--- start Task data ---

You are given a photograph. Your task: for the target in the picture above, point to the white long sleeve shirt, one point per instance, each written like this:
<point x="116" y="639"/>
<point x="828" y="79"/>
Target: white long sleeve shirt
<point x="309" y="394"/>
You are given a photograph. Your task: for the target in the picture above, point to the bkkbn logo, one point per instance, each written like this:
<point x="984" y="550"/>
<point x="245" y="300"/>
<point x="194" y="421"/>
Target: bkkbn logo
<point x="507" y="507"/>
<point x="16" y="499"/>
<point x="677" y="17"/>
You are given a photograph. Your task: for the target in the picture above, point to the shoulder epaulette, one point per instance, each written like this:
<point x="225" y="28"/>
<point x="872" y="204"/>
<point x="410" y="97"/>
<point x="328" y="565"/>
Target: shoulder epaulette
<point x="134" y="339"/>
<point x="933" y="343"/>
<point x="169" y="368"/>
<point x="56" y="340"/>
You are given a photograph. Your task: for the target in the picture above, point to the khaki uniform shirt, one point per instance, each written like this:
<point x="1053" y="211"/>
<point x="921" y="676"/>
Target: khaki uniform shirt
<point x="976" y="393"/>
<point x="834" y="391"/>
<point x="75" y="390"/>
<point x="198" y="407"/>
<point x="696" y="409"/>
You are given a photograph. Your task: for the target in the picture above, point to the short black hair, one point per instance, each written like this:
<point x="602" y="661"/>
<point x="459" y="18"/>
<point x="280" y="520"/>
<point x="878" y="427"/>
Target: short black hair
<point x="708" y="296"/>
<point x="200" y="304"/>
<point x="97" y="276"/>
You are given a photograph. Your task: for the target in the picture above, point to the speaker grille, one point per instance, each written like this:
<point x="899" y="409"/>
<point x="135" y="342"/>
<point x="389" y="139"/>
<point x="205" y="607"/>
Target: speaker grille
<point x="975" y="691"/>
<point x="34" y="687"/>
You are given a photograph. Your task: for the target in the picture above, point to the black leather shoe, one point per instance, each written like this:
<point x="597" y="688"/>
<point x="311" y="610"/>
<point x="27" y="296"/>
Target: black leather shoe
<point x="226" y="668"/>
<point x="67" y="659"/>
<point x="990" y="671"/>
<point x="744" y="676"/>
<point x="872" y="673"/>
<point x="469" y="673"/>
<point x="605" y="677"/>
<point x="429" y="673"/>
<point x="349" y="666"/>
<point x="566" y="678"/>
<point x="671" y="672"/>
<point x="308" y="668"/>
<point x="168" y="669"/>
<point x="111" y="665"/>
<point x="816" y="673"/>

--- end Task data ---

### [Aim of the exercise]
Write out all of the items above again, without changing a single character.

### [Final answer]
You are given a photograph. Your task: for the target in the picture above, point to the white long sleeve shirt, one point per instance, each written like this:
<point x="116" y="639"/>
<point x="828" y="79"/>
Target: white long sleeve shirt
<point x="309" y="394"/>
You are given a photograph. Your task: for the target in the picture above, point to the bkkbn logo, one point per instance, each written like this:
<point x="984" y="550"/>
<point x="245" y="300"/>
<point x="194" y="421"/>
Target: bkkbn logo
<point x="507" y="507"/>
<point x="16" y="499"/>
<point x="677" y="17"/>
You are given a photograph. Your task: for the target in the picture above, point to the shoulder epaulette, one point per instance, each written like this:
<point x="225" y="28"/>
<point x="872" y="204"/>
<point x="410" y="97"/>
<point x="328" y="565"/>
Target: shoulder epaulette
<point x="134" y="339"/>
<point x="933" y="343"/>
<point x="169" y="368"/>
<point x="56" y="340"/>
You are given a photograph. Your task: for the target in the picture above, point to the khaki uniform shirt, one point per instance, each written like this:
<point x="1053" y="211"/>
<point x="921" y="676"/>
Target: khaki uniform shirt
<point x="976" y="393"/>
<point x="834" y="391"/>
<point x="75" y="390"/>
<point x="198" y="407"/>
<point x="696" y="409"/>
You are given a photograph. Your task: for the target in the picture above, point to the short black hair, one point per instance, each written like this:
<point x="602" y="661"/>
<point x="459" y="18"/>
<point x="280" y="520"/>
<point x="878" y="427"/>
Target: short black hair
<point x="708" y="296"/>
<point x="200" y="304"/>
<point x="97" y="276"/>
You are given a photograph. Your task: for the target in the picture above, point to the speaker grille, one point per instance, each written like this:
<point x="899" y="409"/>
<point x="135" y="342"/>
<point x="389" y="139"/>
<point x="205" y="607"/>
Target: speaker grille
<point x="975" y="691"/>
<point x="34" y="687"/>
You are given a photograph. Your task: for the target in the picture above, point to the black leather shoe, one point per instance, each written like this:
<point x="597" y="688"/>
<point x="311" y="610"/>
<point x="27" y="296"/>
Target: black leather shoe
<point x="226" y="668"/>
<point x="67" y="659"/>
<point x="990" y="671"/>
<point x="744" y="676"/>
<point x="872" y="673"/>
<point x="469" y="673"/>
<point x="605" y="677"/>
<point x="429" y="673"/>
<point x="349" y="666"/>
<point x="566" y="678"/>
<point x="671" y="672"/>
<point x="308" y="668"/>
<point x="168" y="669"/>
<point x="111" y="665"/>
<point x="816" y="673"/>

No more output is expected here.